EXERCISE DETAILS ::
Copy out every line of the records where the string "pole" occurs.

DATA EXCERPTS ::
[Start of section]
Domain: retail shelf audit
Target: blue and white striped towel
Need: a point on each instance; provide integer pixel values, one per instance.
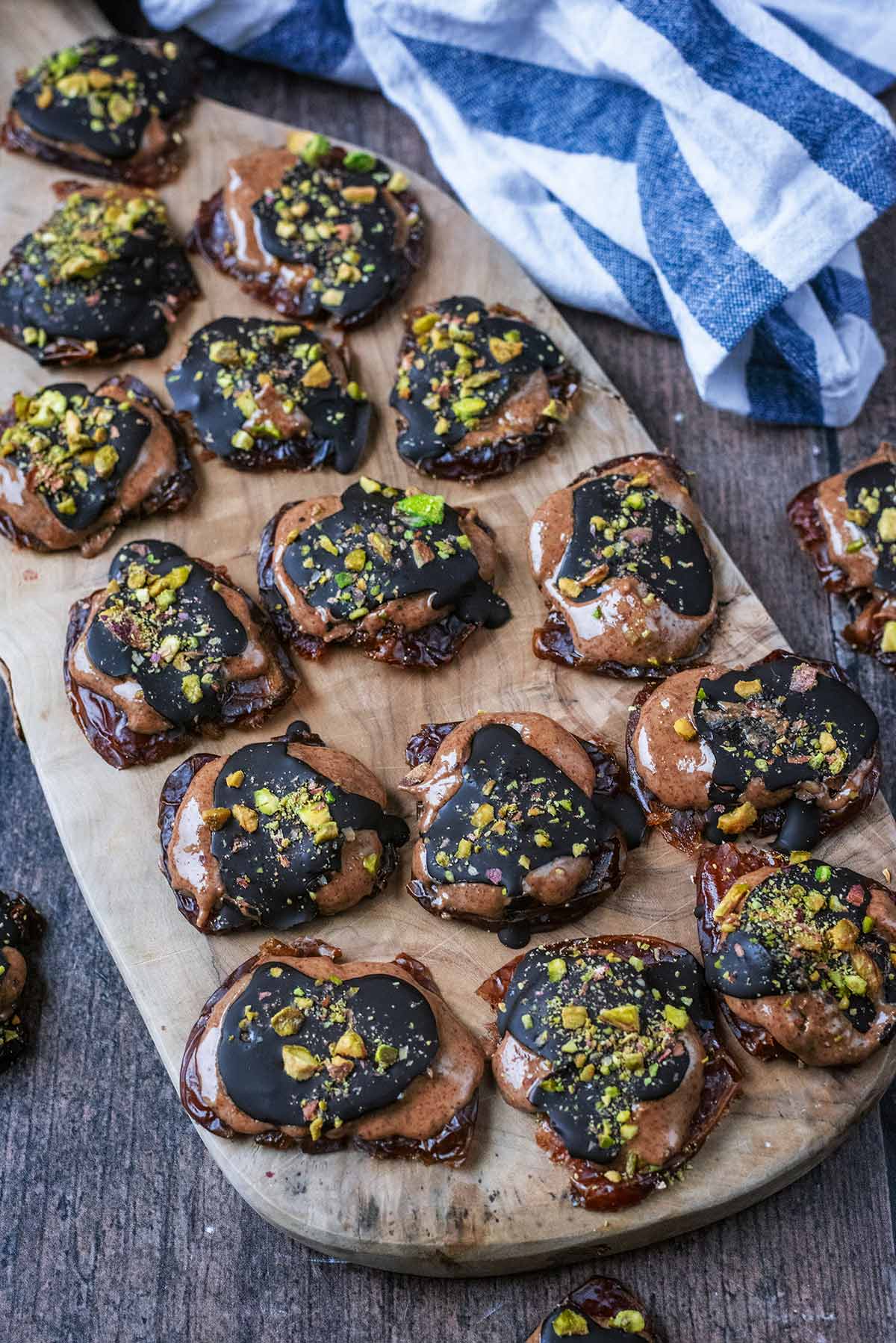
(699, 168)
[End of section]
[Start of section]
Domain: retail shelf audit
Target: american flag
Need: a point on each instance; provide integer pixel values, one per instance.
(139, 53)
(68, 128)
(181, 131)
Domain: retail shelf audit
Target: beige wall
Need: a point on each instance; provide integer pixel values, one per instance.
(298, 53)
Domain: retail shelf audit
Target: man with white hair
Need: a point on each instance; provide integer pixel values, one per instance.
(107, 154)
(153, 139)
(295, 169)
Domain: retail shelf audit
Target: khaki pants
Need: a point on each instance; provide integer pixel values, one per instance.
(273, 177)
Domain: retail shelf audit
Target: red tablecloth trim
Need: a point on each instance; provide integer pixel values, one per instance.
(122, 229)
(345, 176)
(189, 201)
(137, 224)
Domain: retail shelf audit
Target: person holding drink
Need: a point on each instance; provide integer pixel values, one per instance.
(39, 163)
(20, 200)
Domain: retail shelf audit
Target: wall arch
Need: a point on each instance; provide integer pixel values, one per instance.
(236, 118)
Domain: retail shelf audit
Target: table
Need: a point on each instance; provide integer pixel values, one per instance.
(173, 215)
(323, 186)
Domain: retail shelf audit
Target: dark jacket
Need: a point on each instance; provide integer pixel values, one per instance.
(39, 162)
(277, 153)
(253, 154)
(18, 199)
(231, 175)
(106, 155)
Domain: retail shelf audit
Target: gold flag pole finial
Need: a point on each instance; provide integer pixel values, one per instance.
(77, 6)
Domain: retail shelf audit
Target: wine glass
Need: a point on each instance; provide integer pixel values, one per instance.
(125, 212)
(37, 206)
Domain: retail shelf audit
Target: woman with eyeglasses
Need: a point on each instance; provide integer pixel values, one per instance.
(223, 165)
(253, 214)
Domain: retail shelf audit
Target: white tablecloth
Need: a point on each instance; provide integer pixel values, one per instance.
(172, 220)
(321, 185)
[End of section]
[Start of section]
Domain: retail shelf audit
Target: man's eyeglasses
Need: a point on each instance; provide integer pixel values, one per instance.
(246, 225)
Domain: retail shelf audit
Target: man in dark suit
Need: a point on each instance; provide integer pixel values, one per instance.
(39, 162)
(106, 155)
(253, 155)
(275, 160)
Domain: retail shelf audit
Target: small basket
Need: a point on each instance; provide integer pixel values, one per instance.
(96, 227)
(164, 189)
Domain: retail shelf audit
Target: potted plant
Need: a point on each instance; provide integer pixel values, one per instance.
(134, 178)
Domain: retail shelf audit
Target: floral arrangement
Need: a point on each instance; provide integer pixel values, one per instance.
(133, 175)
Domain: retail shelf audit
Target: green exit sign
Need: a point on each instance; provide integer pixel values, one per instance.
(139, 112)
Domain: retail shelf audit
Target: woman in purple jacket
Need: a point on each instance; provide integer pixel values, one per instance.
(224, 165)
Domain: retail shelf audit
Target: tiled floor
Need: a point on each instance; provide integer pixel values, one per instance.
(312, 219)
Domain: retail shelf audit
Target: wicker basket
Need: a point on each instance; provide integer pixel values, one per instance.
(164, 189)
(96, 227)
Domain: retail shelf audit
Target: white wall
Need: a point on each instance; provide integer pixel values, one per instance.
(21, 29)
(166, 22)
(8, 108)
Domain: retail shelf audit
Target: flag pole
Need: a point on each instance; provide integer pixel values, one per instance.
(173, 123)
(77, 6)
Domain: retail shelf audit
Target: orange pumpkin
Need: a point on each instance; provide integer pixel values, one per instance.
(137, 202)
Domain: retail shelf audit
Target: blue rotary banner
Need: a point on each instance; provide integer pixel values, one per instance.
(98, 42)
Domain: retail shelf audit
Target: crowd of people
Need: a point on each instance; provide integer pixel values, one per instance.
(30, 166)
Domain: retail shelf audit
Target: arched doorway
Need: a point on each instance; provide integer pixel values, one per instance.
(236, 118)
[End of section]
WRITTEN SOLUTION ::
Target: gold flag pole finial
Target: flag pole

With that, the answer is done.